Aim of the exercise: Copy out the following data line by line, keeping every word, number, and symbol unchanged.

** Start of Provided entries **

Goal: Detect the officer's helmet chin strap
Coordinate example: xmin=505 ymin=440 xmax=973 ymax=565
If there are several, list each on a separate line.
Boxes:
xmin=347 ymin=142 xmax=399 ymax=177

** End of Provided entries **

Solution to this problem:
Goal: Detect the officer's helmet chin strap
Coordinate example: xmin=505 ymin=440 xmax=973 ymax=565
If there are several, list each on a separate line.
Boxes:
xmin=347 ymin=142 xmax=399 ymax=177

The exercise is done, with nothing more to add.